(Natural language region descriptions)
▼

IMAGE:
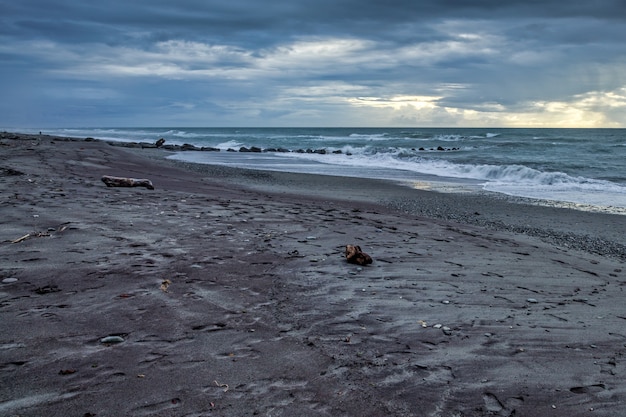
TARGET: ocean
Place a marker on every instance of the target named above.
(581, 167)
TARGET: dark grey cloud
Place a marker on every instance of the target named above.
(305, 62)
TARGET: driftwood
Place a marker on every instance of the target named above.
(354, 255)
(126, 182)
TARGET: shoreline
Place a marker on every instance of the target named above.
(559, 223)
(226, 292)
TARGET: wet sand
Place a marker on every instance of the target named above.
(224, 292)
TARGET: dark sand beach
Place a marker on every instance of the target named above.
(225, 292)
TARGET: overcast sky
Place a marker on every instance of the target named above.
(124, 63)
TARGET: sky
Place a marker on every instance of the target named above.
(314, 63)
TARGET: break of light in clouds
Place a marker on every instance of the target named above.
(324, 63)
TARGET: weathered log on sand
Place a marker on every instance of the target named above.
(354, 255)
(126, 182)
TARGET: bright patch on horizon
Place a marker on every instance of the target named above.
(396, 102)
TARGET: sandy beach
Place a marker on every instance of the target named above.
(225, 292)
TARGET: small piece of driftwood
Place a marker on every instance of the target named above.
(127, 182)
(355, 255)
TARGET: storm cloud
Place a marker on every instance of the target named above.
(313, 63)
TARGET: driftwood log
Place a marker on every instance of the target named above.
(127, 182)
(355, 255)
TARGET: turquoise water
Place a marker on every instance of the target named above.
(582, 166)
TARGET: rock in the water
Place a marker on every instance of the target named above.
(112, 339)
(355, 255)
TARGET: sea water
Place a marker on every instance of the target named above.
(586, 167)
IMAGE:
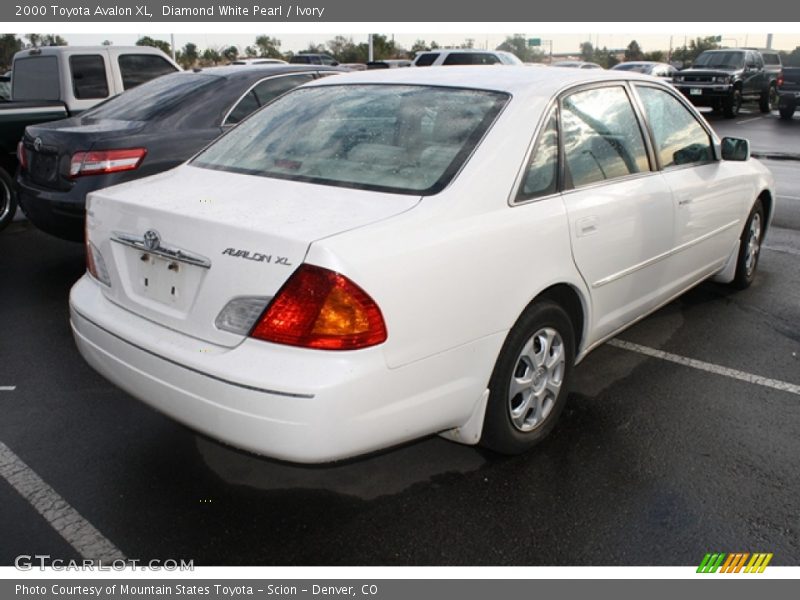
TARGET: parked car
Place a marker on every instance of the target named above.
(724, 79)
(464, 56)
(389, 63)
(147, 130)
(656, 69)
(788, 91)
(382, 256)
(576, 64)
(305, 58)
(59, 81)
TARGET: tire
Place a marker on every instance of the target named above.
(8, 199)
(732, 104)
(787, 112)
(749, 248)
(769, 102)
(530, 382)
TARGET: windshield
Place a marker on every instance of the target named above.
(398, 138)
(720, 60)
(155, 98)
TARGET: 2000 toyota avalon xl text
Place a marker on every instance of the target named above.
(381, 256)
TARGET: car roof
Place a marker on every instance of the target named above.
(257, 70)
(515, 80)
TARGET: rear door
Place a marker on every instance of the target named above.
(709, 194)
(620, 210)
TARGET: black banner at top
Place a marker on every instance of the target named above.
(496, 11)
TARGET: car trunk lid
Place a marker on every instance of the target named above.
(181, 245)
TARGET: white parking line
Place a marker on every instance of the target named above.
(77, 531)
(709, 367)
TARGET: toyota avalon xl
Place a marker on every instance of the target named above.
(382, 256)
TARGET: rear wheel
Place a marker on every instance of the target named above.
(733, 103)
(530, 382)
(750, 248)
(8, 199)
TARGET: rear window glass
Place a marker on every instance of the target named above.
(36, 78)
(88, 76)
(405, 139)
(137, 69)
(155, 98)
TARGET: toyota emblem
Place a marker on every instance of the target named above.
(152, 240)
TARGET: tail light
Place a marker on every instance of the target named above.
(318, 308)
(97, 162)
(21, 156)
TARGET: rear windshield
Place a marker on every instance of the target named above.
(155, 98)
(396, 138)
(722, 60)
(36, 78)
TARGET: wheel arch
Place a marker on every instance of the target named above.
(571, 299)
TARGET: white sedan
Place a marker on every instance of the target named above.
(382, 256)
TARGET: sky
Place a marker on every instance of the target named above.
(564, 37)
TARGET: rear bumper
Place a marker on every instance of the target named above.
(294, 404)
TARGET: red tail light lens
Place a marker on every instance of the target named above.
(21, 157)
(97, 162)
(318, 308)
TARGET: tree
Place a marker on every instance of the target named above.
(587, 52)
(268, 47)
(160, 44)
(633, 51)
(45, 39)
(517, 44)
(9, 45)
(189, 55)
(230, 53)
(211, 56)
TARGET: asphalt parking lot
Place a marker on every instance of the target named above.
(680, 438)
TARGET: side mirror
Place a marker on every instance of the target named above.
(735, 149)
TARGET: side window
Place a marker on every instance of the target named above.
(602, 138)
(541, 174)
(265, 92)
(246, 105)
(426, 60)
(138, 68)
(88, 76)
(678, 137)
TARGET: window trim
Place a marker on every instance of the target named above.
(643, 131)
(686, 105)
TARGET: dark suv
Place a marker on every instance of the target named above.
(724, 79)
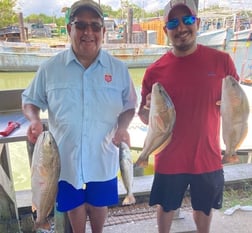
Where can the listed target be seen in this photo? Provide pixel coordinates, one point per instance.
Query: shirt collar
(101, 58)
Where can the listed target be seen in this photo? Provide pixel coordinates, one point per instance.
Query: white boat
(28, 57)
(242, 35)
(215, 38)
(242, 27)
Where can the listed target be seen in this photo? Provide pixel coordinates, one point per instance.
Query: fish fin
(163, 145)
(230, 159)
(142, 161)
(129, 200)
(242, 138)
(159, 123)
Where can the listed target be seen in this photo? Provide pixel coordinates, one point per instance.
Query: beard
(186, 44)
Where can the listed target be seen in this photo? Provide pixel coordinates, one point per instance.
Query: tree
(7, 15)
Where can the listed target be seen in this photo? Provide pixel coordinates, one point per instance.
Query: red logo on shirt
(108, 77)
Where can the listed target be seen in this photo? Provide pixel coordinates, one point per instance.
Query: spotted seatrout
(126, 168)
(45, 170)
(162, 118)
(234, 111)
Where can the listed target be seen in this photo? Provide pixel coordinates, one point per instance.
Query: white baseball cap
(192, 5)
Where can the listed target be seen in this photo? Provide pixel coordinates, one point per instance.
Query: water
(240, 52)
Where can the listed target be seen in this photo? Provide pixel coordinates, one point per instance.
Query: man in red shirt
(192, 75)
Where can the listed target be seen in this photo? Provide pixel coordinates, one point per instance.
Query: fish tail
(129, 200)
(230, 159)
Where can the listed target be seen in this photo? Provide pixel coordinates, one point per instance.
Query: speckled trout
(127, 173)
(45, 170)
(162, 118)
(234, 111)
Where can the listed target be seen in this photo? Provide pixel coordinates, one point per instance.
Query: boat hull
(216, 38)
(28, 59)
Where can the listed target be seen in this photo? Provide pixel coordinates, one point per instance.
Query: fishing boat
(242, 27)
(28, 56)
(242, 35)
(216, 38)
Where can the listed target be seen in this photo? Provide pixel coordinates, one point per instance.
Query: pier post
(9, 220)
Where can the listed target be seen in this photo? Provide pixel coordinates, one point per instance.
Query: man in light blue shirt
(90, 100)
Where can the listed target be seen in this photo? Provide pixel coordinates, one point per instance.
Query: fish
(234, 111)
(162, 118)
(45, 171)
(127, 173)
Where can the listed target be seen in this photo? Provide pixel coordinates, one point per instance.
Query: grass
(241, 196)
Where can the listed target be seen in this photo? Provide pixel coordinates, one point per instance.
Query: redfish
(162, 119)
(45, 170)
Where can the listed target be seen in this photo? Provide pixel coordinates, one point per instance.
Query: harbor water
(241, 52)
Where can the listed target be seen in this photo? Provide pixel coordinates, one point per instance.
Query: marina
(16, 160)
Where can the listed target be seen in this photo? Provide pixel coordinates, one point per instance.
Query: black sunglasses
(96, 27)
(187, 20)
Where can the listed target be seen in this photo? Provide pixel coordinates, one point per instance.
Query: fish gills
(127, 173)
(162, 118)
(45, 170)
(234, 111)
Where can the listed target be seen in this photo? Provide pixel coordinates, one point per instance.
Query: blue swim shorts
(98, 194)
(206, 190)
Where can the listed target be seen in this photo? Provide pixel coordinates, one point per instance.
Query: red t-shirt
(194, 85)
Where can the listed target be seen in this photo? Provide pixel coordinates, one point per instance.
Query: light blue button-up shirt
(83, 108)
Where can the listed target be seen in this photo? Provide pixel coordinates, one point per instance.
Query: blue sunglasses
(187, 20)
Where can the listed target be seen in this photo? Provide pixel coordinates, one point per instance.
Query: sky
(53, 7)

▲

▶ _Exercise directions_
Please show every line above that includes the word "avalon".

▶ _Task solution_
TARGET: 2000 toyota avalon xl text
TARGET: toyota avalon xl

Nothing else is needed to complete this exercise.